-- Begin RECORDS TO USE --

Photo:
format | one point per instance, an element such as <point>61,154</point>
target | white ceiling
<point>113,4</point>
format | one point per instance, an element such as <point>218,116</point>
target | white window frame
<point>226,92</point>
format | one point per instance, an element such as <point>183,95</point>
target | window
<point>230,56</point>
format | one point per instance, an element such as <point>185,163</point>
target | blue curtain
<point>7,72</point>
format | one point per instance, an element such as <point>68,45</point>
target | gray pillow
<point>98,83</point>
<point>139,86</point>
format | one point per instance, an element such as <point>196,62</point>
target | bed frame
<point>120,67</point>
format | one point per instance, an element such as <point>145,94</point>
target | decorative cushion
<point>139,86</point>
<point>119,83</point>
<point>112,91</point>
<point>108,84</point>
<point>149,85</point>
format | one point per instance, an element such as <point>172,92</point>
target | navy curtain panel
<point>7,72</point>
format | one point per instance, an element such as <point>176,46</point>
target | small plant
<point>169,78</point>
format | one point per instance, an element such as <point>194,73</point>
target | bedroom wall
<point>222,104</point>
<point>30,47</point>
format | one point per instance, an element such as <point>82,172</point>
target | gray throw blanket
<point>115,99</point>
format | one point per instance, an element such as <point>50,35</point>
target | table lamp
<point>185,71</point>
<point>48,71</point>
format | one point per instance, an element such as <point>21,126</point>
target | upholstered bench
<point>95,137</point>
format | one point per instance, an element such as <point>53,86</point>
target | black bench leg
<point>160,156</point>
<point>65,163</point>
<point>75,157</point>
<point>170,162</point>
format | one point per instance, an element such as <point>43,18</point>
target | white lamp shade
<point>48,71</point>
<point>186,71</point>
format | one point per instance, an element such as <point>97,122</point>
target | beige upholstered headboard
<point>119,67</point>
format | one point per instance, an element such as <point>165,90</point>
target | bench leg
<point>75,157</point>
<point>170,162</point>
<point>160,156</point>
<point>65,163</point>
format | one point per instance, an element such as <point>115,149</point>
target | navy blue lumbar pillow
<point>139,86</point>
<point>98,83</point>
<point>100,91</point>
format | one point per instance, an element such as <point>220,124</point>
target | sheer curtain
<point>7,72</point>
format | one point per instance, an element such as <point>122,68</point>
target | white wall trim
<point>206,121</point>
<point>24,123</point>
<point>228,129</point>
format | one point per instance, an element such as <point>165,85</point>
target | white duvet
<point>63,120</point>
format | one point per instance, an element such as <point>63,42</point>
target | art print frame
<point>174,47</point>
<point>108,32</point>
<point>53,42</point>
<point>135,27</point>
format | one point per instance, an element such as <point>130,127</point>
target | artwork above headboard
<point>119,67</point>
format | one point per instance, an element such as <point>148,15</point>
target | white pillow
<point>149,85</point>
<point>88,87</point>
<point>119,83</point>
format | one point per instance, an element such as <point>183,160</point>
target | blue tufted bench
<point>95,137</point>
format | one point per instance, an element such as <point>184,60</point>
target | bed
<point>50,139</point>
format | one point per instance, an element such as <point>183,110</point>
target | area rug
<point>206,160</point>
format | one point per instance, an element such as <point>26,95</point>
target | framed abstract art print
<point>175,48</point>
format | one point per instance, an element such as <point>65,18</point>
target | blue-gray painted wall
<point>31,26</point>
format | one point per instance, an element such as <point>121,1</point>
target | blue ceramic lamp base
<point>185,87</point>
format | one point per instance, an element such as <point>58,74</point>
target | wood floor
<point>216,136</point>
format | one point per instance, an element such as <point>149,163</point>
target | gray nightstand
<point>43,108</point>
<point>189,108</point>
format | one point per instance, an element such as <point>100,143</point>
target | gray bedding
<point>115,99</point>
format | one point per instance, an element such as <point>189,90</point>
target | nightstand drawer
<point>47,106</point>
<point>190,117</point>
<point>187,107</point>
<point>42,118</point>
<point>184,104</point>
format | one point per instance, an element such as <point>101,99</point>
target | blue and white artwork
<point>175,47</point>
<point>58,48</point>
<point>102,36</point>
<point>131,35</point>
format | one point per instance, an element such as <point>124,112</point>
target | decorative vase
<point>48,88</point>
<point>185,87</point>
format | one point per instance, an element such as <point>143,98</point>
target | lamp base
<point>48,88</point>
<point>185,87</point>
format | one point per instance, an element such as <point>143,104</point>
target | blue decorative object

-- End RECORDS TO USE --

EXERCISE AIM:
Copy the data above verbatim, from the line with "such as <point>183,95</point>" to the line with "<point>169,78</point>", including both of those lines.

EXERCISE RESPONSE:
format | one point per instance, an element such as <point>183,95</point>
target | window
<point>230,56</point>
format | one point per instance, an element such as <point>185,163</point>
target | blue curtain
<point>7,72</point>
format | one point per instance, an element such as <point>68,45</point>
target | gray pillow
<point>98,83</point>
<point>139,86</point>
format | one point per instance, an element such as <point>196,62</point>
target | bed frame
<point>120,67</point>
format | one point per instance, an element such as <point>145,94</point>
target | decorative cushion
<point>139,86</point>
<point>119,83</point>
<point>112,91</point>
<point>108,84</point>
<point>149,85</point>
format | one point per instance, an element such as <point>172,92</point>
target | navy curtain panel
<point>7,72</point>
format | one point per instance, an element such as <point>176,46</point>
target | small plant
<point>169,78</point>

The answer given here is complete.